*Objective*:
Extend the DataUnchain development roadmap below, beginning after its final feature entry.

*Excerpt*:

Development Roadmap — DataUnchain

How to Read This Roadmap

Each milestone is grouped by quarter and version number. Features marked with a green check are already shipped. Everything else is planned or in active development.

✅

Shipped

The feature is live in production and available to every user right now.

🛠️

In Progress

Active development. Expected to land in the target quarter.

📋

Planned

On the backlog, validated by user research. Timing may shift based on feedback.

Now

v2.1 — Current State

March 2026. This is what DataUnchain can do today. Every feature below has been validated on real Italian invoices and deployed on-premise with early testers.

✔️

Proprietary VLM Extraction

Our proprietary Vision-Language Model reads invoices, delivery notes, and receipts directly from images — no OCR layer required. It handles rotated scans, stamps, handwriting, and complex table layouts.

✔️

Mathematical Validation Engine

A dedicated Python layer cross-checks every extracted number: Taxable + VAT = Total, line-item sums, rounding tolerance. Inconsistencies are flagged before anything reaches your ERP.

✔️

ERP Adapter Framework

Fattura Elettronica adapter is production-ready. The architecture is modular: each ERP connector is a standalone Python adapter that maps JSON extraction to the target format (XML, CSV, SQL).

✔️

Progressive Learning v1

The system learns from every correction: when a user fixes an extraction, the correction is stored and used to improve future prompts. Accuracy climbs with every processed document.

✔️

Docker-Based Appliance

Complete containerised stack: VLM engine, processor, PostgreSQL, hot-folder watcher. Runs on a single GPU-equipped machine. Zero cloud dependency, absolute data privacy.

✔️

Hot-Folder & REST API v1

Drop a PDF into a watched folder or POST it to the API. Extraction starts automatically. Results land in PostgreSQL and are available via JSON or webhook callback.

✔️

Multi-Schema Configuration

Switch between document types — invoices, transport documents, contracts — by changing a single prompt string in the configuration. No retraining, no redeployment.

*Recorded information*:
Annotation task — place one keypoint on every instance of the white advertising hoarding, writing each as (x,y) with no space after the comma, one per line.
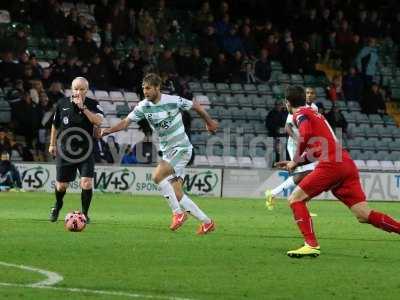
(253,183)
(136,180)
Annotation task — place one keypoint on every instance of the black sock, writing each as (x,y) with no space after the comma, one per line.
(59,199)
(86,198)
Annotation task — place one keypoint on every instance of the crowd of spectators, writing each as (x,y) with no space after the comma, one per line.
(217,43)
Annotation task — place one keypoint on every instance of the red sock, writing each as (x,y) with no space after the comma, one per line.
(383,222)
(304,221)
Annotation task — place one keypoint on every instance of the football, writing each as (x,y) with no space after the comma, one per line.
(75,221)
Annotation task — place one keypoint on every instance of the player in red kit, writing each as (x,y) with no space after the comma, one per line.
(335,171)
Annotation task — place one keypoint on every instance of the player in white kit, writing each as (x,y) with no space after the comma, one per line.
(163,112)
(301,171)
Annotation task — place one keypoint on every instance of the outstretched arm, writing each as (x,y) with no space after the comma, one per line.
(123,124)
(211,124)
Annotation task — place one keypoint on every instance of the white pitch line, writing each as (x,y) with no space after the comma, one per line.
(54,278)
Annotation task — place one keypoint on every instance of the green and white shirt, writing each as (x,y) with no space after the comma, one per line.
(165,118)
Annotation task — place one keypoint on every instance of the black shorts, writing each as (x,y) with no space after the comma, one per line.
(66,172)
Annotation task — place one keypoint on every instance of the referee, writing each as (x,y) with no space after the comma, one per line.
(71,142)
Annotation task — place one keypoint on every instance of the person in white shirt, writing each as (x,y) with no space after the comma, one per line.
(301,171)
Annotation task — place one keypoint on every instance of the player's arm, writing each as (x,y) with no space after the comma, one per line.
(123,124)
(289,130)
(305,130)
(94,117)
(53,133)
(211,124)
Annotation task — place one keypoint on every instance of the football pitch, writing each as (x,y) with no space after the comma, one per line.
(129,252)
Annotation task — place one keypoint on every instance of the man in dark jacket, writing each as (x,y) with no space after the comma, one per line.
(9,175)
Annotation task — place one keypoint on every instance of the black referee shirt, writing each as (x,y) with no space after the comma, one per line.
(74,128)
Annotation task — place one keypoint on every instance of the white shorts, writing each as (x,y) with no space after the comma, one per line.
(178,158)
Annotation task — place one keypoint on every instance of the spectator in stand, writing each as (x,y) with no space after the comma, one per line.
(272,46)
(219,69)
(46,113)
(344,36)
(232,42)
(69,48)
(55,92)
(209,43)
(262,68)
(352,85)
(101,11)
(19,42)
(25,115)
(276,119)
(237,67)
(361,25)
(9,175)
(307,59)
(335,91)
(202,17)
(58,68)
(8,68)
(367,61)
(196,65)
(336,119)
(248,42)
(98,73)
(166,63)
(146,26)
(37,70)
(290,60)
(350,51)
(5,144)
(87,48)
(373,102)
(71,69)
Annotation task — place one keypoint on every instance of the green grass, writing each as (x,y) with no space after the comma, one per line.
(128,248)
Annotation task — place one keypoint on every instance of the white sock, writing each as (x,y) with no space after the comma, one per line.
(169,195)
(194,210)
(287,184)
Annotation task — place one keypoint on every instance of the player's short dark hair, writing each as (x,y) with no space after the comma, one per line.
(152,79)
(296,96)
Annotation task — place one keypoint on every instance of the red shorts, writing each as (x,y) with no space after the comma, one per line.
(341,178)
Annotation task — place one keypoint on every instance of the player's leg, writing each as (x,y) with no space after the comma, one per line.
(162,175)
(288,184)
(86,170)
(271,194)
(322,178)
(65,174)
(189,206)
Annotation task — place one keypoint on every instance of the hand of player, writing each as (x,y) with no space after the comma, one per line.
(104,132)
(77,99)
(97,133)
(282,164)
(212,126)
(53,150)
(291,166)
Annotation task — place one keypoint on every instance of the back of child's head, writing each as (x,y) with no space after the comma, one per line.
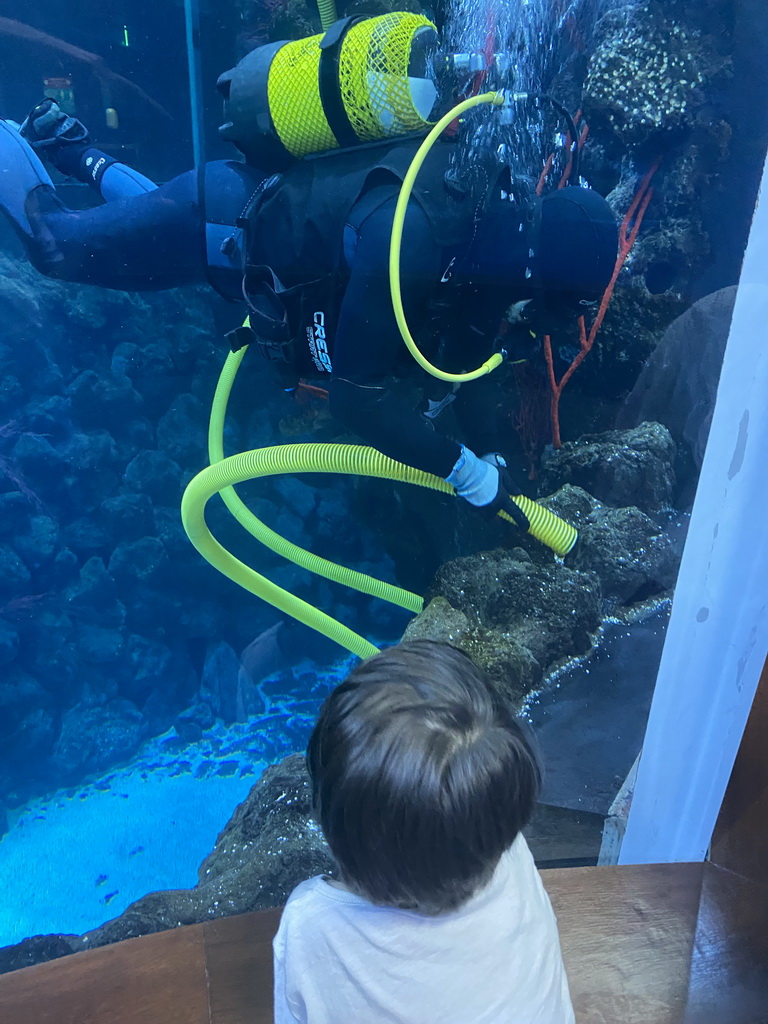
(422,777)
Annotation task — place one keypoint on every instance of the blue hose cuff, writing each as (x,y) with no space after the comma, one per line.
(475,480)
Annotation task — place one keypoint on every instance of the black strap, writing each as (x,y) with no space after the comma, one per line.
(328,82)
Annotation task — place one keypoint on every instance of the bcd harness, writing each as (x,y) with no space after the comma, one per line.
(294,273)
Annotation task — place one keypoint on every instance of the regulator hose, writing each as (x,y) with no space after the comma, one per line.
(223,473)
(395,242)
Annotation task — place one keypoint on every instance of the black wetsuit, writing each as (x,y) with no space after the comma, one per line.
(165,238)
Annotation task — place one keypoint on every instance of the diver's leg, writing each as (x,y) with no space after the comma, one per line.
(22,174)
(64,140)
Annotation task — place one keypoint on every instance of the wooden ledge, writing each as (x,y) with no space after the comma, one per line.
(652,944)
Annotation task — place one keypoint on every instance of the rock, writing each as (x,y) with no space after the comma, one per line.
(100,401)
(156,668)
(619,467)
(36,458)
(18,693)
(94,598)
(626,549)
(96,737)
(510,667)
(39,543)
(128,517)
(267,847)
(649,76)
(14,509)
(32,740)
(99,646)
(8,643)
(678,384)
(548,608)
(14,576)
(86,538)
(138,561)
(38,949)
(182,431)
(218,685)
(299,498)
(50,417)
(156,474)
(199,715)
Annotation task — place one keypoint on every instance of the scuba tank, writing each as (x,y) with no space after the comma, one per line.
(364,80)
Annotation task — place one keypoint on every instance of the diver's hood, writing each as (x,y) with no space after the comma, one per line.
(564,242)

==

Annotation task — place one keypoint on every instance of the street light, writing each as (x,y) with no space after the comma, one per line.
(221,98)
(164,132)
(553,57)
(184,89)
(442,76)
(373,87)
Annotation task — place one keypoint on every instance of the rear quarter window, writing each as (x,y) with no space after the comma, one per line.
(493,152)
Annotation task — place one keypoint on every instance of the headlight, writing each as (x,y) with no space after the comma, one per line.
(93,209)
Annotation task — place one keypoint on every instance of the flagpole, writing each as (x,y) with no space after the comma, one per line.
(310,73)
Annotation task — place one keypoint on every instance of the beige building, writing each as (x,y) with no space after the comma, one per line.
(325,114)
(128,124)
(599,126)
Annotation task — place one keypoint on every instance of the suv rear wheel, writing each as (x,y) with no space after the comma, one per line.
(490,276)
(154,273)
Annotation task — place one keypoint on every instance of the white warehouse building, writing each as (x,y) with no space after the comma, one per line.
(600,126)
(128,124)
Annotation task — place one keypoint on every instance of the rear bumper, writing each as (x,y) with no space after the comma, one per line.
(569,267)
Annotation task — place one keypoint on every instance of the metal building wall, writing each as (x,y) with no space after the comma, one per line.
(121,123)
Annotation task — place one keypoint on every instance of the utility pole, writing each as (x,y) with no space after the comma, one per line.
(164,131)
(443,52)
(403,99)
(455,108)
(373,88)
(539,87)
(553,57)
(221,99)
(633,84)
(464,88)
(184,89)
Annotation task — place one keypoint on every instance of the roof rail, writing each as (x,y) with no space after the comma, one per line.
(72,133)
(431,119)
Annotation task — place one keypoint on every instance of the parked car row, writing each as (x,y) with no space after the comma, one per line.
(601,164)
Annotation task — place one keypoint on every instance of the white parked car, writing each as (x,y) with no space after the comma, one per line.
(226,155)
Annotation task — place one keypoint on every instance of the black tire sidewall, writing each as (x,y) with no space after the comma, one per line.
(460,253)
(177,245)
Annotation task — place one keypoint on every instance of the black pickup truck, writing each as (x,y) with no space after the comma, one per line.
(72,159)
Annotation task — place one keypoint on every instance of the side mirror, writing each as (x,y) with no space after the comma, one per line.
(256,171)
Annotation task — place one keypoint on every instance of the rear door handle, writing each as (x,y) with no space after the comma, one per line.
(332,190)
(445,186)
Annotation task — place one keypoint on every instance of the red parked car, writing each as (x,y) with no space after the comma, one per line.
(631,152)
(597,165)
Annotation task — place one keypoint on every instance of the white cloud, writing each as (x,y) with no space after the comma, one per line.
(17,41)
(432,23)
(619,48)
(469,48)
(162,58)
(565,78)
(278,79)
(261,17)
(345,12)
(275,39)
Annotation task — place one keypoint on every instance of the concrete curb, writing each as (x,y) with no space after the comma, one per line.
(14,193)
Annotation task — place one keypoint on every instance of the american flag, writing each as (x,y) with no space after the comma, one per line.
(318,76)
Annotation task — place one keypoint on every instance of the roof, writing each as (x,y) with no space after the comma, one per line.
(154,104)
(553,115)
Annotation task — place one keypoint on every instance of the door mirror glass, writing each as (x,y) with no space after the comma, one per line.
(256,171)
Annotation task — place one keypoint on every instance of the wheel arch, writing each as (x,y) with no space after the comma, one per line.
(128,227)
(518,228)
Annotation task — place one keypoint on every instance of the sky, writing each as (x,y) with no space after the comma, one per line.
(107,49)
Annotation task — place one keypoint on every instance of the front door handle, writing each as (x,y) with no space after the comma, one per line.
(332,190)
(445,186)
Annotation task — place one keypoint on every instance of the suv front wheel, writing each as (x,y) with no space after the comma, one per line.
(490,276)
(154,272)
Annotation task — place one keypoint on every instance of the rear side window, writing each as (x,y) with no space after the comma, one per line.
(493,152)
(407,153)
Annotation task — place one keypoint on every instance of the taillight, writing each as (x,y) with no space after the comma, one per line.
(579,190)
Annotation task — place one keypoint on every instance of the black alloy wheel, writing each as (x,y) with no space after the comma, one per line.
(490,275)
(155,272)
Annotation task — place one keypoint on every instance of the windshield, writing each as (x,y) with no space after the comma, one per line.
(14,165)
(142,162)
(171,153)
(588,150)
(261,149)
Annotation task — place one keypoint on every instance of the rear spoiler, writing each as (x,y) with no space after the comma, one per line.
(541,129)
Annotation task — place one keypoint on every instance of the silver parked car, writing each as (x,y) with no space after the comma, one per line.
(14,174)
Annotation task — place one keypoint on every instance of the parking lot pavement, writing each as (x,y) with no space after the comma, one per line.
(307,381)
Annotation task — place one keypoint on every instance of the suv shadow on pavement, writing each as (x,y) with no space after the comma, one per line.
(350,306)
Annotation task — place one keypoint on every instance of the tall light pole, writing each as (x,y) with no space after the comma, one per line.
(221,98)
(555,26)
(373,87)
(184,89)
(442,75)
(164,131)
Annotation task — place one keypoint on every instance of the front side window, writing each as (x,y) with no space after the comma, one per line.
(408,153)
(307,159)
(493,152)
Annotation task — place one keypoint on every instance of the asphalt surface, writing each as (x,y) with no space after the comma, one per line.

...

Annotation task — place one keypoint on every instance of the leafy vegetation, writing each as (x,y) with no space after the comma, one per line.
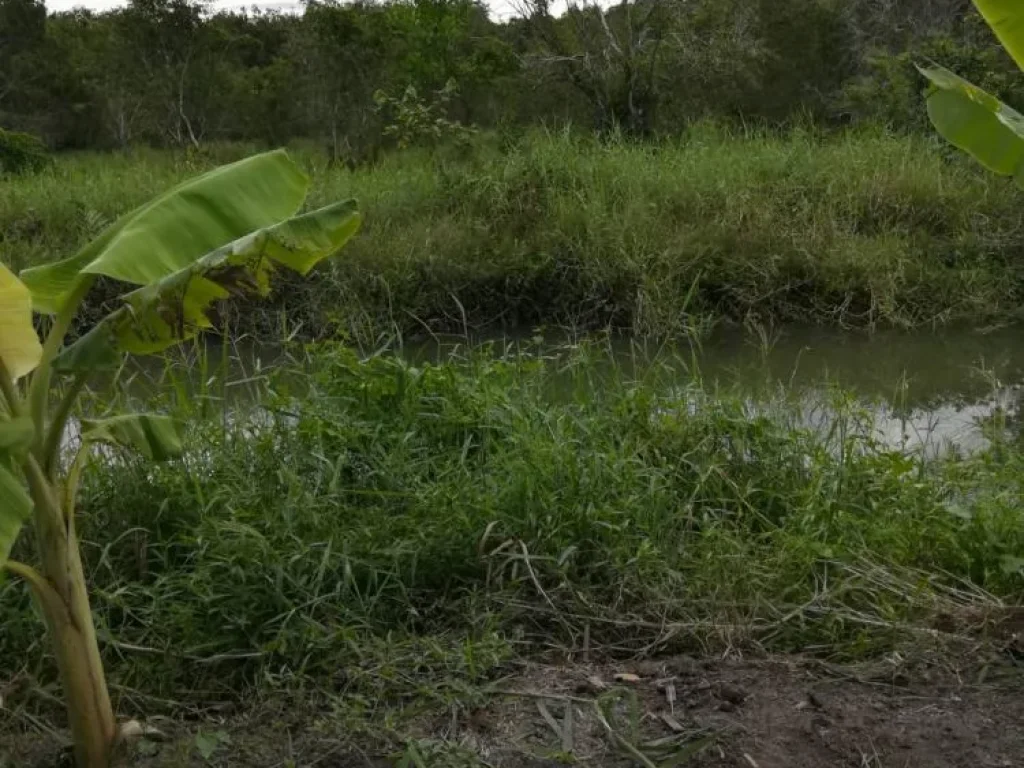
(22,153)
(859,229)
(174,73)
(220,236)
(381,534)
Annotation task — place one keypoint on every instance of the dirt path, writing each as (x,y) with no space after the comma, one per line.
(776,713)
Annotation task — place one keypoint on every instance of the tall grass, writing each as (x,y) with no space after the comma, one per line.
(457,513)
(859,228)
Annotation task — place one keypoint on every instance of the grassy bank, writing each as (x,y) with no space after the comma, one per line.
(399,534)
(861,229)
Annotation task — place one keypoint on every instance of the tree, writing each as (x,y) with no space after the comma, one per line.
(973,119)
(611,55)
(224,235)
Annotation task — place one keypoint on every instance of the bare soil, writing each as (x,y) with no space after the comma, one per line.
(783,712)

*Response*:
✔️

RPA Vision Engine

A lightweight vision-guided RPA module that types extracted data directly into legacy interfaces — no selectors, no brittle macros, no cloud APIs. Works with any screen-based ERP.

Q2 2026

v2.5 — Consolidation

April – June 2026. The focus shifts from “does it work?” to “can anyone set it up in one afternoon?” We harden the product, onboard the first paying customers, and ship the first third-party ERP connector.

🛠️

Early Adopter Program Launch

Five selected businesses get a free, fully-managed installation, six months at zero cost, and a direct line to the founder. In return, they help us validate real-world edge cases and shape the product. Apply now →

🛠️

One-Click Onboarding Wizard

A guided setup experience that walks new users through GPU detection, Docker health checks, model download, and the first test extraction — all from a single web interface.

🛠️

Fine-Tuning Pipeline v1

A semi-automated pipeline that takes accumulated user corrections, packages them into training data, and fine-tunes the VLM on Italian invoice patterns. The first iteration targets global accuracy improvements across all suppliers.

🛠️

Danea Easyfatt Connector

The first official third-party ERP adapter. Danea Easyfatt is the most widely used invoicing software among Italian micro-businesses. The connector maps extracted JSON directly into Danea's import format, closing the gap between AI extraction and daily bookkeeping.

🛠️

Comprehensive Documentation

Full installation guide, API reference, adapter development tutorial, and troubleshooting playbook. Published as a searchable docs site — because great software without great docs is just a puzzle.

🛠️

Dashboard & Extraction Review UI

A lightweight web dashboard where operators can review extractions side-by-side with the original document image, approve or correct fields, and trigger re-processing. The corrections feed directly back into Progressive Learning.

Q3 2026

v2.8 — Scalability

July – September 2026. DataUnchain learns to handle volume. Batch processing, per-supplier intelligence, multi-language support, and an upgraded API designed for system integrators.

📋

Advanced Auto-Learning

Progressive Learning v2 introduces automatic confidence scoring. When the model's confidence on a field drops below a configurable threshold, the extraction is routed to human review. Approved corrections are incorporated continuously, creating a flywheel that makes the system smarter with every batch.

📋

Per-Supplier Fine-Tuning

Instead of a single global model, the system can now maintain lightweight per-supplier LoRA adapters. If a particular supplier uses an unusual layout, the VLM learns that layout specifically — without forgetting everything else. Think of it as muscle memory for each vendor's quirks.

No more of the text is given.